◆ Objective: Extract, verbatim, all lines starting at the one containing "On this screenshot, the stadium" and ending with the final line of the listing, and no others.

[Rows from a box labeling dataset]
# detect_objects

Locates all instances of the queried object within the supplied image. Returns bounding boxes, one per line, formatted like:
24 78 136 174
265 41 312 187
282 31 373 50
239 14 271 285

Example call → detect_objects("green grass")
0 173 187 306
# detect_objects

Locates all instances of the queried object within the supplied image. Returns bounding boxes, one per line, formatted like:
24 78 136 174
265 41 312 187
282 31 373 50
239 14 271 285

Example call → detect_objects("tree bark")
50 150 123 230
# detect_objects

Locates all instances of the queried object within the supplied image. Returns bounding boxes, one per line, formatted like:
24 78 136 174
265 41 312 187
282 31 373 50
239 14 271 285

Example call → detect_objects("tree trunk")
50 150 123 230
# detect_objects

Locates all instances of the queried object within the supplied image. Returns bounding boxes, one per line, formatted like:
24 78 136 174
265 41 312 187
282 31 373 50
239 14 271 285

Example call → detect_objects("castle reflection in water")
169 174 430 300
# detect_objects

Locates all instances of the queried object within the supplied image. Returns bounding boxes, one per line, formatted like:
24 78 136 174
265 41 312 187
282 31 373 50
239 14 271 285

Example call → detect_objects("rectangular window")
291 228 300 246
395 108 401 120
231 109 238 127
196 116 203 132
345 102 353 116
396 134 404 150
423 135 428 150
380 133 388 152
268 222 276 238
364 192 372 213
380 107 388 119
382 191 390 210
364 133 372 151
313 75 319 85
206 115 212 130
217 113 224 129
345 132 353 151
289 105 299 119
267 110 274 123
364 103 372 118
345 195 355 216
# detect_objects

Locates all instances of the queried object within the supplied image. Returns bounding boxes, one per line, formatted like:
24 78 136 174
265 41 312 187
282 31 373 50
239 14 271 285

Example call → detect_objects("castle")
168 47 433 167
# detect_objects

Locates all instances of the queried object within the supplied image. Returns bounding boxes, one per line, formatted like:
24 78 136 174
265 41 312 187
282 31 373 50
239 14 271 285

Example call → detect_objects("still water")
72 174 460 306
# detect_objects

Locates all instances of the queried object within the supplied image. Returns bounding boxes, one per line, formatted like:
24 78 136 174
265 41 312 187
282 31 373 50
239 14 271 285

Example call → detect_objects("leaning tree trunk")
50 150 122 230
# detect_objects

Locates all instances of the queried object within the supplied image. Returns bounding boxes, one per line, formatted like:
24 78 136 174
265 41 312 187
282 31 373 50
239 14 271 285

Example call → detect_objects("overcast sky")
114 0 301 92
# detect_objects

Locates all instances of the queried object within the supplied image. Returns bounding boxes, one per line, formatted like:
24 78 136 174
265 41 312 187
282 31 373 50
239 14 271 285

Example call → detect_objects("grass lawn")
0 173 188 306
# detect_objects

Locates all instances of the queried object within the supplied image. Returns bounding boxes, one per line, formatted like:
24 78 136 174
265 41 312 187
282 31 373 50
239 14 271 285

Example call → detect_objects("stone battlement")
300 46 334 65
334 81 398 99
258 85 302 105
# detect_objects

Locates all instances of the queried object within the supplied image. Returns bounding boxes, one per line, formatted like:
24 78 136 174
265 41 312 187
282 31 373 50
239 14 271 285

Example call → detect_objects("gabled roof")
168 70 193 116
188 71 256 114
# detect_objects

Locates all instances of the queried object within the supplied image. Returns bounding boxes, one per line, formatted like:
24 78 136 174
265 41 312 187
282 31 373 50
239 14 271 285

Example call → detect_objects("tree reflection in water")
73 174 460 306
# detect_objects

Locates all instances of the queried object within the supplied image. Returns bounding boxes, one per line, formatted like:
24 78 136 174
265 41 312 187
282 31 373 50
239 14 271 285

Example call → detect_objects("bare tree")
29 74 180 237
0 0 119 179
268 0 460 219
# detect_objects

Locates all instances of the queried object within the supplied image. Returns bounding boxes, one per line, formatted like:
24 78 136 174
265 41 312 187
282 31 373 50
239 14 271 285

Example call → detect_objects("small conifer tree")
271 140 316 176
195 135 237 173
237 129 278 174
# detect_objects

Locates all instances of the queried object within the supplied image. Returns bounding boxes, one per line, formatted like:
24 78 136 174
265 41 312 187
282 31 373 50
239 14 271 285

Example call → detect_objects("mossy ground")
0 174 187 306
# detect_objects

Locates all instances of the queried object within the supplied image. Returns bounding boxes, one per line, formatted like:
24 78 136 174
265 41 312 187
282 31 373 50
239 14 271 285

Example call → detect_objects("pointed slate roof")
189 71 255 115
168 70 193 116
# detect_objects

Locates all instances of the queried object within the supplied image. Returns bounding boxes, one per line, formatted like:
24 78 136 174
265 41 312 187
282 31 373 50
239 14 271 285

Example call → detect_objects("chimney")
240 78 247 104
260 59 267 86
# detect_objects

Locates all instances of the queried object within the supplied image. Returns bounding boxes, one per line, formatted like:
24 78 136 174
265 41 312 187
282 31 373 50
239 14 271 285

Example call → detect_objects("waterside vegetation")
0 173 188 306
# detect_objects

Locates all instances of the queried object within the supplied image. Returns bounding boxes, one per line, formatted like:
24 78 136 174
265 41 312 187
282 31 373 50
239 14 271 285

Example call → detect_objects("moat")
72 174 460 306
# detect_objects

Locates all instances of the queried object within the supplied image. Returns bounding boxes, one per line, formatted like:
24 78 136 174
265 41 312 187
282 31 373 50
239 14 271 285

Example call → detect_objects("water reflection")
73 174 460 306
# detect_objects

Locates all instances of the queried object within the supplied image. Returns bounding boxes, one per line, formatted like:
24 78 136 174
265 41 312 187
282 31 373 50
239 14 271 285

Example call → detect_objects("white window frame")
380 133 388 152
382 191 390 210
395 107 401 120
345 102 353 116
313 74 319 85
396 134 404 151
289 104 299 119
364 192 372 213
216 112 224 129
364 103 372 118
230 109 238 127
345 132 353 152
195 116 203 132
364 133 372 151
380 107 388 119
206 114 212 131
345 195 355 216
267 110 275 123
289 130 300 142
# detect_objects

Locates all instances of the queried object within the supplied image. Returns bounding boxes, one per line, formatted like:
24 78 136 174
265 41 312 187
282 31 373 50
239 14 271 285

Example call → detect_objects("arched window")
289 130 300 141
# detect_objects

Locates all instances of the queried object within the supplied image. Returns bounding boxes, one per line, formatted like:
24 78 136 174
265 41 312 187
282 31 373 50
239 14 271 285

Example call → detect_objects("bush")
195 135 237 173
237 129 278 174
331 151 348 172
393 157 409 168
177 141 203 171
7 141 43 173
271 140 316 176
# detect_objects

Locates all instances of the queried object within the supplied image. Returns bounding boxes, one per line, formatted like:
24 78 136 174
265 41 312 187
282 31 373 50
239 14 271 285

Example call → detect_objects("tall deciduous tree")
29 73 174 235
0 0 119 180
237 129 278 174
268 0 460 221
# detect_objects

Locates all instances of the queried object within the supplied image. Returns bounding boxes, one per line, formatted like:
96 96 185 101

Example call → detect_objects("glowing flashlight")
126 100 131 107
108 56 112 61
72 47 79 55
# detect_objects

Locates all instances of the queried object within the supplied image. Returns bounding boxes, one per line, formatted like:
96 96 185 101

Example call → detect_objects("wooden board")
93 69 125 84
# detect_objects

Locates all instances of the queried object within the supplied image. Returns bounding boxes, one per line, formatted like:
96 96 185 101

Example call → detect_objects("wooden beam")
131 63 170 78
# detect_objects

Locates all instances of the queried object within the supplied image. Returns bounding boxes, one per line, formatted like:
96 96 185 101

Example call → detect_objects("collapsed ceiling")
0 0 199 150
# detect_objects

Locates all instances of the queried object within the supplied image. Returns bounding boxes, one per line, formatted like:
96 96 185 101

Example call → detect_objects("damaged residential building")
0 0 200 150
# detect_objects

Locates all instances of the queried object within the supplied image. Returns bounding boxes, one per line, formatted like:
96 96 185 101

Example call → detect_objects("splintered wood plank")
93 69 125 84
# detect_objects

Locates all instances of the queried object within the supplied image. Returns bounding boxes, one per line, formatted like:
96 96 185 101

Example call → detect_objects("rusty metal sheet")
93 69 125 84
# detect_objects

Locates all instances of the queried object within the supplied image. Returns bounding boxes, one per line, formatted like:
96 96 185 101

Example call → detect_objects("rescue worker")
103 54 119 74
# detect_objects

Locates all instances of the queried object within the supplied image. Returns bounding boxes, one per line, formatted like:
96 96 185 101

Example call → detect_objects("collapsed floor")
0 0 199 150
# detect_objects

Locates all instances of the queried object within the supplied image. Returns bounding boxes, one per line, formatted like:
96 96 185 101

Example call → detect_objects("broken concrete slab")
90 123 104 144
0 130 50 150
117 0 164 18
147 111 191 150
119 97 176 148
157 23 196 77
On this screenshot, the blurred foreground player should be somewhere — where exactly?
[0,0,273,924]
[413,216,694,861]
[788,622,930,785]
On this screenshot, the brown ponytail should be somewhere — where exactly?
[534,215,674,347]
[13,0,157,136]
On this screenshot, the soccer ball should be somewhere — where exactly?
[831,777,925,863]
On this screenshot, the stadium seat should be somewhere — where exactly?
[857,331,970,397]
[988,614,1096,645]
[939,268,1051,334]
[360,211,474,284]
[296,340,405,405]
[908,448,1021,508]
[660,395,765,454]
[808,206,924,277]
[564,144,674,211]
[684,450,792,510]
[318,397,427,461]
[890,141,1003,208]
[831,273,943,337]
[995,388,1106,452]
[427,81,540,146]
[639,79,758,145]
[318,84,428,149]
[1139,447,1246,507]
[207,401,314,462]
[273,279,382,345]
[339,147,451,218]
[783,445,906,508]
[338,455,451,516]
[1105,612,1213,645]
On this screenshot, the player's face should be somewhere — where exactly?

◆ Worked answer:
On this screenshot, the stadium seat should be somewhere — where exactly?
[857,331,970,397]
[988,614,1096,645]
[939,268,1051,334]
[360,211,474,284]
[296,340,405,405]
[908,448,1021,508]
[660,395,765,454]
[808,206,924,277]
[564,144,674,211]
[684,450,792,510]
[318,397,427,461]
[890,141,1003,208]
[831,273,943,337]
[995,388,1106,452]
[427,81,540,146]
[639,79,758,145]
[318,84,428,149]
[1139,447,1246,507]
[207,401,314,462]
[273,279,382,345]
[339,147,451,218]
[783,445,906,508]
[338,455,451,516]
[1105,612,1213,645]
On this screenshot, the player's face should be somewhere — where exactly?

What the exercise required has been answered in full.